Request: In the records below, begin at the line containing "If you could tag the hydration" and stop after the line containing "<point>204,279</point>". Turn only those lines into a Markdown table with columns Row and Line, giving each non-blank line its own numbered row.

** BEGIN **

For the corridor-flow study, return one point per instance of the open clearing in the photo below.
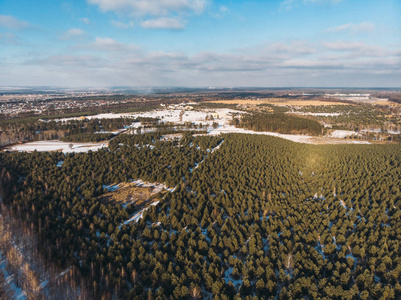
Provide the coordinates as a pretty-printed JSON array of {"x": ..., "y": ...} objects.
[
  {"x": 56, "y": 145},
  {"x": 137, "y": 192},
  {"x": 279, "y": 101}
]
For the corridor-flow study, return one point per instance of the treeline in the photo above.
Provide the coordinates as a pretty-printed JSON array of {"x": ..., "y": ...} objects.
[
  {"x": 251, "y": 217},
  {"x": 279, "y": 122},
  {"x": 25, "y": 130},
  {"x": 88, "y": 137}
]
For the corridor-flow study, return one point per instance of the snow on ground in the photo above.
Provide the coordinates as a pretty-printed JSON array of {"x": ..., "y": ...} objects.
[
  {"x": 342, "y": 133},
  {"x": 99, "y": 116},
  {"x": 111, "y": 188},
  {"x": 317, "y": 114},
  {"x": 220, "y": 116},
  {"x": 292, "y": 137},
  {"x": 56, "y": 145},
  {"x": 157, "y": 187},
  {"x": 139, "y": 215},
  {"x": 19, "y": 294}
]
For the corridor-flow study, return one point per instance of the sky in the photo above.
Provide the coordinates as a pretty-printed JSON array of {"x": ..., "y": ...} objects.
[{"x": 200, "y": 43}]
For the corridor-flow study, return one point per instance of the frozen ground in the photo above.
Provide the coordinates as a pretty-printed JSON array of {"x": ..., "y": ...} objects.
[
  {"x": 342, "y": 133},
  {"x": 221, "y": 116},
  {"x": 318, "y": 114},
  {"x": 292, "y": 137},
  {"x": 56, "y": 145}
]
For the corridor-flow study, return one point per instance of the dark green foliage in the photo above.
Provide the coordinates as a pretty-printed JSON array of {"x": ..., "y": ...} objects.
[
  {"x": 279, "y": 122},
  {"x": 260, "y": 217},
  {"x": 88, "y": 137}
]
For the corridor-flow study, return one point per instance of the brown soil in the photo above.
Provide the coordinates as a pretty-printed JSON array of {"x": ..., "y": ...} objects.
[
  {"x": 129, "y": 193},
  {"x": 279, "y": 101}
]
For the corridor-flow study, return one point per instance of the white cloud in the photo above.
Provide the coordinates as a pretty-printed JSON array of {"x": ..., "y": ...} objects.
[
  {"x": 323, "y": 1},
  {"x": 344, "y": 46},
  {"x": 298, "y": 63},
  {"x": 353, "y": 28},
  {"x": 12, "y": 23},
  {"x": 85, "y": 20},
  {"x": 150, "y": 7},
  {"x": 108, "y": 44},
  {"x": 163, "y": 23},
  {"x": 9, "y": 39},
  {"x": 224, "y": 9},
  {"x": 121, "y": 25},
  {"x": 74, "y": 34},
  {"x": 289, "y": 4}
]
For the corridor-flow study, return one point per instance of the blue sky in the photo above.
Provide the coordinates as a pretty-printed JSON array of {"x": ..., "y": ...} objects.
[{"x": 98, "y": 43}]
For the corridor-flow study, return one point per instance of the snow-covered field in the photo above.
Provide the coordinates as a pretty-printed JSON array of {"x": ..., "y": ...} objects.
[
  {"x": 342, "y": 133},
  {"x": 221, "y": 116},
  {"x": 56, "y": 145},
  {"x": 318, "y": 114},
  {"x": 292, "y": 137}
]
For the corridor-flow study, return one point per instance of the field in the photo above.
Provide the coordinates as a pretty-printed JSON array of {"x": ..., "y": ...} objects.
[
  {"x": 56, "y": 146},
  {"x": 279, "y": 101},
  {"x": 137, "y": 192}
]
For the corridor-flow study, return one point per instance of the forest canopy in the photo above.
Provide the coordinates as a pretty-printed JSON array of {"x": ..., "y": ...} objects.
[{"x": 249, "y": 216}]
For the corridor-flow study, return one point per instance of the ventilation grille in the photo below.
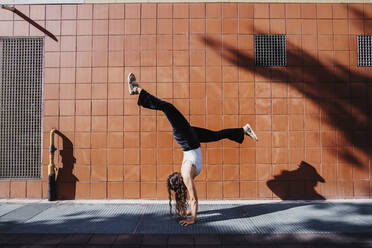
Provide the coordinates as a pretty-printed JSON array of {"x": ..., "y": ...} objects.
[
  {"x": 364, "y": 50},
  {"x": 270, "y": 50},
  {"x": 21, "y": 71}
]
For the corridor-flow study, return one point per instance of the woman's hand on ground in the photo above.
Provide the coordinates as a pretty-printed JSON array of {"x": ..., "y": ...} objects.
[{"x": 186, "y": 222}]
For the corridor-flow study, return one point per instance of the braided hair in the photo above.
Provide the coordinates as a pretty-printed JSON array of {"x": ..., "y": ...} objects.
[{"x": 175, "y": 183}]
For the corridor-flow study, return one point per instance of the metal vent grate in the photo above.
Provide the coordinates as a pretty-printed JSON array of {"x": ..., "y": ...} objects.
[
  {"x": 21, "y": 71},
  {"x": 364, "y": 50},
  {"x": 270, "y": 50}
]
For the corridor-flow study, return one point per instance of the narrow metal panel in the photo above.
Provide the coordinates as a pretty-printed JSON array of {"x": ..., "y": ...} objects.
[
  {"x": 21, "y": 74},
  {"x": 270, "y": 50},
  {"x": 364, "y": 50}
]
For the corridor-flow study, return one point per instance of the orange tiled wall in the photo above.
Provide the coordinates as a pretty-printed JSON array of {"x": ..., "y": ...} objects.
[{"x": 316, "y": 112}]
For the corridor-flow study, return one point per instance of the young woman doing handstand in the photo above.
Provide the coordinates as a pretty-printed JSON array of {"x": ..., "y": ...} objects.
[{"x": 189, "y": 138}]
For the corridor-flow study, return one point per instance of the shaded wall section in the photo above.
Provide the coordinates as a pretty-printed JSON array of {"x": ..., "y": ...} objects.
[{"x": 313, "y": 117}]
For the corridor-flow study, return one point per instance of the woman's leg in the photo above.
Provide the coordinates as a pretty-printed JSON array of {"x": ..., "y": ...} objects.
[
  {"x": 182, "y": 131},
  {"x": 206, "y": 135},
  {"x": 234, "y": 134}
]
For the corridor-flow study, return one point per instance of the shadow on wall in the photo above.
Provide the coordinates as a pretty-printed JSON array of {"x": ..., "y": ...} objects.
[
  {"x": 341, "y": 92},
  {"x": 66, "y": 180},
  {"x": 297, "y": 184}
]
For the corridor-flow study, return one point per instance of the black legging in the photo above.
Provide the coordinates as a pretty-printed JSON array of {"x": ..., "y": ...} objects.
[{"x": 187, "y": 137}]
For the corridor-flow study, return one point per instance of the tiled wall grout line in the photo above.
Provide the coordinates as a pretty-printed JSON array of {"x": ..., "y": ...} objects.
[{"x": 91, "y": 107}]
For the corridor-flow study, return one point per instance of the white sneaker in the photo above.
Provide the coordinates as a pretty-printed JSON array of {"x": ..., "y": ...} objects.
[
  {"x": 248, "y": 131},
  {"x": 132, "y": 85}
]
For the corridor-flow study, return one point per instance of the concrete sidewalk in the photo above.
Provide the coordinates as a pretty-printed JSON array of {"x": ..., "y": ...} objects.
[{"x": 220, "y": 224}]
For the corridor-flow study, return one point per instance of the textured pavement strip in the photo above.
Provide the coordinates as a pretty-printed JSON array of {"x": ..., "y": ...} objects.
[{"x": 69, "y": 223}]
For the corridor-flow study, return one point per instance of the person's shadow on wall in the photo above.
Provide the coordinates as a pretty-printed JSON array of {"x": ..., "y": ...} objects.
[
  {"x": 66, "y": 180},
  {"x": 298, "y": 184}
]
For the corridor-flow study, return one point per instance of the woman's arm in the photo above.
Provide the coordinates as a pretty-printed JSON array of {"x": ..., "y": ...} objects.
[{"x": 187, "y": 172}]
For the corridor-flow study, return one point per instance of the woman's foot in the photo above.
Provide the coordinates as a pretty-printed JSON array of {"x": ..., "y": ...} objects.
[
  {"x": 248, "y": 131},
  {"x": 133, "y": 86}
]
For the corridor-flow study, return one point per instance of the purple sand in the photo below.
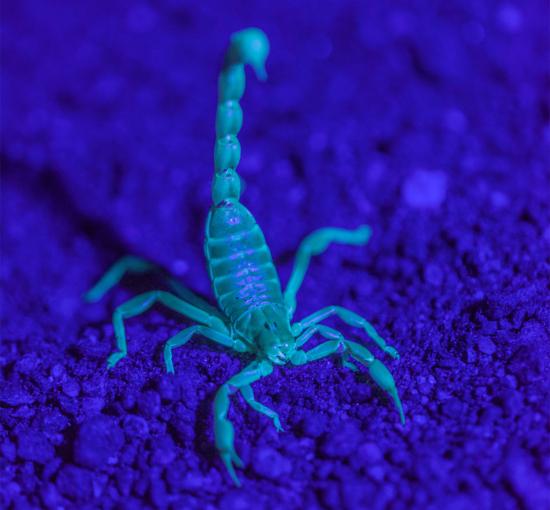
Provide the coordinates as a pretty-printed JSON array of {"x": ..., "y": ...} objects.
[{"x": 430, "y": 123}]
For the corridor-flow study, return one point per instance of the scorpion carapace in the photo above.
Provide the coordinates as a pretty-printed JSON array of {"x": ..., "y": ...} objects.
[{"x": 254, "y": 315}]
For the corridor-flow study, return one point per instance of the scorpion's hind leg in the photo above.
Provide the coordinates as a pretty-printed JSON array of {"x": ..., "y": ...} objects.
[
  {"x": 377, "y": 370},
  {"x": 346, "y": 363},
  {"x": 137, "y": 265},
  {"x": 248, "y": 394},
  {"x": 315, "y": 244},
  {"x": 142, "y": 303},
  {"x": 184, "y": 336},
  {"x": 113, "y": 275},
  {"x": 223, "y": 428}
]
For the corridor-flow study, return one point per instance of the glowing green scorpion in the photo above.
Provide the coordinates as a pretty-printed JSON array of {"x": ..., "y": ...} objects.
[{"x": 256, "y": 314}]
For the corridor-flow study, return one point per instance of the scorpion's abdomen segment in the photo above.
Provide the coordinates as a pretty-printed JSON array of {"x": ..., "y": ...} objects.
[{"x": 240, "y": 264}]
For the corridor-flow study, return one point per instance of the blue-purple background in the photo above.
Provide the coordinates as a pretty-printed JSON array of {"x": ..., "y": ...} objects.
[{"x": 428, "y": 120}]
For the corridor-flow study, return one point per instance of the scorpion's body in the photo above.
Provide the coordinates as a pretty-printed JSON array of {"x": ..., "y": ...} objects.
[
  {"x": 241, "y": 269},
  {"x": 254, "y": 313}
]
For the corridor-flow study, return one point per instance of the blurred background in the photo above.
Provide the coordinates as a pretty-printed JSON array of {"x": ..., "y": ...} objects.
[{"x": 427, "y": 120}]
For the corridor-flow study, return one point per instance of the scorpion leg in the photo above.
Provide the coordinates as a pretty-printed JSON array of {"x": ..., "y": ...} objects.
[
  {"x": 184, "y": 336},
  {"x": 223, "y": 428},
  {"x": 142, "y": 303},
  {"x": 309, "y": 332},
  {"x": 377, "y": 370},
  {"x": 248, "y": 393},
  {"x": 314, "y": 244},
  {"x": 132, "y": 264},
  {"x": 350, "y": 318},
  {"x": 346, "y": 363}
]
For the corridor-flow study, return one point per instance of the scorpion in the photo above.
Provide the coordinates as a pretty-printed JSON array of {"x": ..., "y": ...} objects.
[{"x": 254, "y": 315}]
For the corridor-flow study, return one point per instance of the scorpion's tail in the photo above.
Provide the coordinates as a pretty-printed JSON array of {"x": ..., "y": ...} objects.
[{"x": 249, "y": 46}]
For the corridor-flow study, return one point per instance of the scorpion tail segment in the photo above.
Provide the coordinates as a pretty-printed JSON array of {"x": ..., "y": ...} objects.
[
  {"x": 382, "y": 376},
  {"x": 249, "y": 46}
]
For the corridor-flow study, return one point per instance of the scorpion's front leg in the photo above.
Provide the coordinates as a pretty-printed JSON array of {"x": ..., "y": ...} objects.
[
  {"x": 337, "y": 344},
  {"x": 142, "y": 303},
  {"x": 223, "y": 428},
  {"x": 248, "y": 393},
  {"x": 350, "y": 318},
  {"x": 184, "y": 336}
]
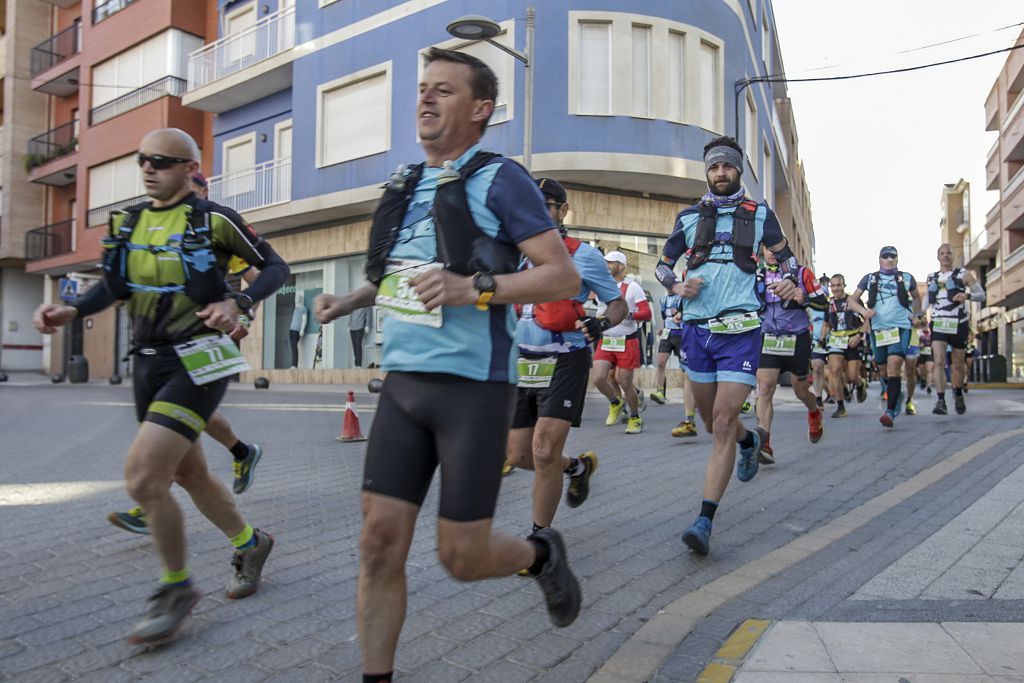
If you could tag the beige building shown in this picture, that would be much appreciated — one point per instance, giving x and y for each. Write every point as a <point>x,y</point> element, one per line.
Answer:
<point>997,252</point>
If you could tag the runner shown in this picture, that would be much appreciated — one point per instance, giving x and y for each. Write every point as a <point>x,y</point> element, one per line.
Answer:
<point>785,347</point>
<point>554,372</point>
<point>948,291</point>
<point>446,281</point>
<point>722,340</point>
<point>619,349</point>
<point>843,338</point>
<point>893,306</point>
<point>176,313</point>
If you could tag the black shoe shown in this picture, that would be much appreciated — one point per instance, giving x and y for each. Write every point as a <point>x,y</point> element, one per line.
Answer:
<point>561,590</point>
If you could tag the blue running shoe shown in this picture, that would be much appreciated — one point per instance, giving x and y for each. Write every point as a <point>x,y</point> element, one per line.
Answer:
<point>697,537</point>
<point>748,465</point>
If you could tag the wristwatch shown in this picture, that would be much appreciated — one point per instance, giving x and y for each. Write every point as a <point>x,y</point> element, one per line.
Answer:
<point>485,285</point>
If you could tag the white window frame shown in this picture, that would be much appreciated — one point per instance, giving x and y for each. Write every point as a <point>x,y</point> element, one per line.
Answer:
<point>384,68</point>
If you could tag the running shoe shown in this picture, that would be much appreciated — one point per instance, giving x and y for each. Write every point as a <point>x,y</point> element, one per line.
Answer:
<point>580,483</point>
<point>561,589</point>
<point>245,470</point>
<point>169,606</point>
<point>748,466</point>
<point>249,566</point>
<point>634,425</point>
<point>133,520</point>
<point>767,455</point>
<point>815,429</point>
<point>697,537</point>
<point>614,410</point>
<point>685,428</point>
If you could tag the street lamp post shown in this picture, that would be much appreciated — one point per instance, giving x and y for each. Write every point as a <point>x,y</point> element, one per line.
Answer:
<point>480,28</point>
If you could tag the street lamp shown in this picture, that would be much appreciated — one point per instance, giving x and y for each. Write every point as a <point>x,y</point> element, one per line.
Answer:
<point>480,28</point>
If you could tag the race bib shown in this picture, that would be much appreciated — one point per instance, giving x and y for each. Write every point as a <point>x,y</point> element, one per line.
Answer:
<point>397,298</point>
<point>613,344</point>
<point>887,337</point>
<point>734,325</point>
<point>783,345</point>
<point>210,358</point>
<point>536,373</point>
<point>945,326</point>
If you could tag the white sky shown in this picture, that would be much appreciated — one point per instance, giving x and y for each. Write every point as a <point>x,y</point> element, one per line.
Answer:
<point>878,151</point>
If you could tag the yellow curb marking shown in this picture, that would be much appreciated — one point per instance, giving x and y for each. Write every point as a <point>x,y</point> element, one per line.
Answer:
<point>625,665</point>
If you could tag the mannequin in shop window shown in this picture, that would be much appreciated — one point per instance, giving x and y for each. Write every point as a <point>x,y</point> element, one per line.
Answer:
<point>298,327</point>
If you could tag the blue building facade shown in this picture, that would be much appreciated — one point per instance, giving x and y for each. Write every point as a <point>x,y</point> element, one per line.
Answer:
<point>315,104</point>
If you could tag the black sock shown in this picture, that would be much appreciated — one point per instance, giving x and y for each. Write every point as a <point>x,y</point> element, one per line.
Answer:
<point>240,451</point>
<point>892,397</point>
<point>543,553</point>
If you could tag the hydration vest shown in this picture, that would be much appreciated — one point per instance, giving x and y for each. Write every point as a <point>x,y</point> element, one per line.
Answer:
<point>741,238</point>
<point>462,247</point>
<point>872,289</point>
<point>204,279</point>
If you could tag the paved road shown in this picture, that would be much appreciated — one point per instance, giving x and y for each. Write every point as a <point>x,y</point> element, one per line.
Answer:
<point>836,528</point>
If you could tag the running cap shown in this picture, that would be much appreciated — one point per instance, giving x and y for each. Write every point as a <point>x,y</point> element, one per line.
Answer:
<point>615,256</point>
<point>723,154</point>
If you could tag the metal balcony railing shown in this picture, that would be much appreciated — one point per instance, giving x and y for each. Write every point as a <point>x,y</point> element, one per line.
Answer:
<point>271,35</point>
<point>104,9</point>
<point>54,143</point>
<point>266,183</point>
<point>48,241</point>
<point>100,214</point>
<point>56,48</point>
<point>169,85</point>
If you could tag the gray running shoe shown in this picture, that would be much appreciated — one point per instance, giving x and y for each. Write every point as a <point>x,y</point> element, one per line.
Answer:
<point>249,566</point>
<point>168,609</point>
<point>561,590</point>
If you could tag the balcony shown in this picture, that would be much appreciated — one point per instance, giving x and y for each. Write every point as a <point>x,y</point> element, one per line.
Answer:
<point>100,214</point>
<point>259,56</point>
<point>52,52</point>
<point>169,85</point>
<point>262,185</point>
<point>54,143</point>
<point>48,241</point>
<point>103,10</point>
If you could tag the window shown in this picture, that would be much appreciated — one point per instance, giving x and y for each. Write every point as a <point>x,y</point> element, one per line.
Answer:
<point>677,78</point>
<point>595,68</point>
<point>710,88</point>
<point>354,116</point>
<point>114,181</point>
<point>641,71</point>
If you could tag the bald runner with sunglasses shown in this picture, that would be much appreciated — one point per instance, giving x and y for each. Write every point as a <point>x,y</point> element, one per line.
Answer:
<point>180,375</point>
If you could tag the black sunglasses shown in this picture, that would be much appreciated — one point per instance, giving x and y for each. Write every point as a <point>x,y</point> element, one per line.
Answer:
<point>160,162</point>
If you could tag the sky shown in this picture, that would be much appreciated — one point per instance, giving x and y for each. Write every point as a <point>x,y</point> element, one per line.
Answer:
<point>878,151</point>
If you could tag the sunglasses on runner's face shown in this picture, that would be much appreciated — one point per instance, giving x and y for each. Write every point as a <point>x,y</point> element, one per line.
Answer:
<point>160,162</point>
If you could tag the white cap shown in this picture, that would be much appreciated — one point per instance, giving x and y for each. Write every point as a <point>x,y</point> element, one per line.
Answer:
<point>615,256</point>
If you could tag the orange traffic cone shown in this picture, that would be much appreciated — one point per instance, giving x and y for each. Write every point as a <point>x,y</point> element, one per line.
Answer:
<point>350,425</point>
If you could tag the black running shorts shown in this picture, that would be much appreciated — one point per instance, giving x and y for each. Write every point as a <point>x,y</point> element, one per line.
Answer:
<point>429,419</point>
<point>167,396</point>
<point>563,399</point>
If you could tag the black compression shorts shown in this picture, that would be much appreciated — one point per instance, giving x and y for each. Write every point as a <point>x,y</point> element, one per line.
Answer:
<point>427,419</point>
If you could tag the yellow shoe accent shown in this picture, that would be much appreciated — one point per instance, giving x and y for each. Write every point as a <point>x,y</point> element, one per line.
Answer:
<point>614,410</point>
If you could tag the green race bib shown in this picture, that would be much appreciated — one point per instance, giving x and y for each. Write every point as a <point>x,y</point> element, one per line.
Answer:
<point>536,373</point>
<point>211,358</point>
<point>396,298</point>
<point>783,345</point>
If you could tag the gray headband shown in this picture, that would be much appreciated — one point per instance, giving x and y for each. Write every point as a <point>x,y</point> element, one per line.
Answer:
<point>724,155</point>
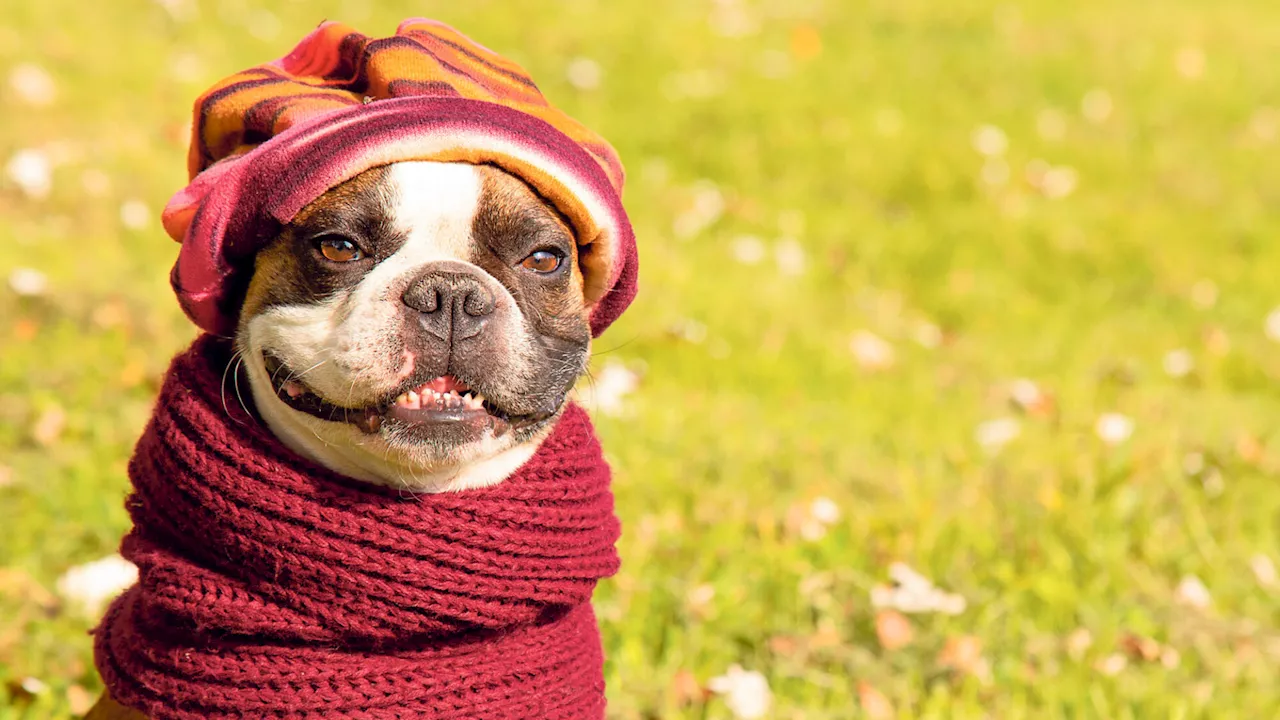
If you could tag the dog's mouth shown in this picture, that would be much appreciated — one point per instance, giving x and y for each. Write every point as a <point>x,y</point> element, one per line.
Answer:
<point>444,400</point>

** END **

Task output:
| Row | Line |
|---|---|
| 1 | If you could tag the hydration vest shown in this picture, that would be much appreciated — one point per instance, giving x and y for each. Write every point as a <point>x,y</point> element, one per line. |
| 2 | Answer: |
| 3 | <point>741,238</point> |
| 4 | <point>462,247</point> |
| 5 | <point>872,289</point> |
| 6 | <point>204,279</point> |